*** Begin section ***

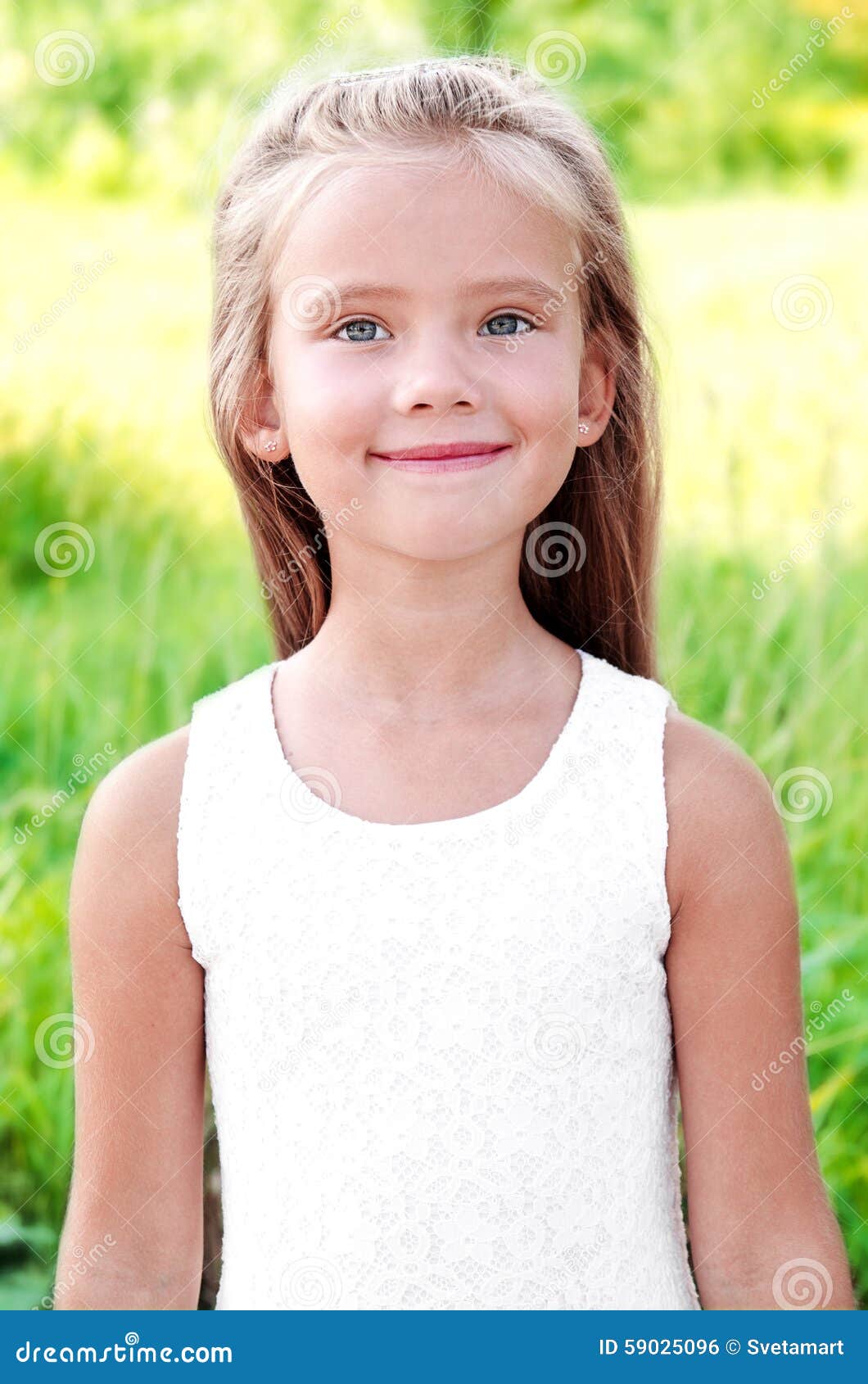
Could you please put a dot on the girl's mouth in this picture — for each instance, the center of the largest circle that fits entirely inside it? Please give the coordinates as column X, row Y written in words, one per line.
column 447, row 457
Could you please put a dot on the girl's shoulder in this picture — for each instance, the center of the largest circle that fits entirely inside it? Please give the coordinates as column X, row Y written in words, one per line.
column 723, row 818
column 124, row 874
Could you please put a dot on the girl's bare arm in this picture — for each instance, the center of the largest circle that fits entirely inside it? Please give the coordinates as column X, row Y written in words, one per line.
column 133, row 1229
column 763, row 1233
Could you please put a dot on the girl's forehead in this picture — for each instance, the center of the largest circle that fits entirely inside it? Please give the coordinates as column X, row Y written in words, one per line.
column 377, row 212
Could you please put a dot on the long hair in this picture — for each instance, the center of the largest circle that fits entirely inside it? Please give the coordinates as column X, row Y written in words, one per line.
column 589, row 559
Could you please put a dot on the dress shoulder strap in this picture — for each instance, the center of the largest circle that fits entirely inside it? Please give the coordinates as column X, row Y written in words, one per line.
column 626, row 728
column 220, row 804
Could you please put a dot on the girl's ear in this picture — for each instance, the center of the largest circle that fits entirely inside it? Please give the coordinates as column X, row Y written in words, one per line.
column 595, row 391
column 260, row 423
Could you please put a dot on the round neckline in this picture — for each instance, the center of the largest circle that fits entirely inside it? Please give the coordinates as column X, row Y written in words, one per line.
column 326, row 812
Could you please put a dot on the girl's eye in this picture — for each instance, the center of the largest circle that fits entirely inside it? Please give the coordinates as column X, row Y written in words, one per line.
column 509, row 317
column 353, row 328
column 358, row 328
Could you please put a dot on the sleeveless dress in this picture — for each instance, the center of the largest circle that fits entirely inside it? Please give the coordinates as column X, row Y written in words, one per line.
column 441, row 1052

*** End section ***

### Requirement
Your answer should set down the listing verbatim and leave out its images.

### Written answer
Could you please put a dot on the girl's mouth in this picture — for each instance, the center of the largest circle that fits entirely inside it? Please give the coordinates as column X, row Y written in words, one per line.
column 447, row 457
Could you please put a dot on the girl's shoulder in this picture — for each instance, the center of the largest circle that fits entirely inside it? Please give the coordinates as column X, row Y written in words, one per line.
column 723, row 818
column 124, row 874
Could you please put a dot on the girl's bare arm in this picture — for each instance, the center of the largest circle that fits entirely inside it? Please give the coordinates as column X, row Y written in words, one per line.
column 133, row 1229
column 763, row 1233
Could you please put a dot on the girl's forehead in this picture — for each instance, the center of the largest circle that fits entirely inside it? Please give the coordinates as column X, row Y written in words, one per line.
column 377, row 212
Could you please put a dot on the long hair in this picture — for each instance, the center of the largest circle that fits entirely inside it? Please give the coordinates as column X, row Y written in words, one per line.
column 589, row 559
Could you please put a dot on the dress shoulder strap in this picture — for each instance, the center of the largest circle that fits entirely inside it? Please give the coordinates as column X, row Y written in words, one per line.
column 626, row 728
column 220, row 804
Could you please put a dot on the girl's ear in this picture — for each instance, the center of the largest circle that fits entirely inside it? Please give the coordinates as column X, row Y written in words, one per line.
column 595, row 391
column 260, row 423
Could you please put a dot on the round neckline in this picture — for each instance, the center of the largest circle that fits entirely inside it? Please give the coordinates as column X, row Y written in words, one per line.
column 326, row 812
Could you please put a dot on the girl's eye in this picture — for each instance, the center of the largest circle that fits entirely inside it? Please give the coordinates as column X, row Y written in words, one per line.
column 509, row 317
column 353, row 328
column 358, row 328
Could you please put a dot on the sleeveless dress in this picture — for each instance, the center of the largest circle that fits entirely inside it? Please give the coordinates as column X, row Y written in words, one per line.
column 441, row 1052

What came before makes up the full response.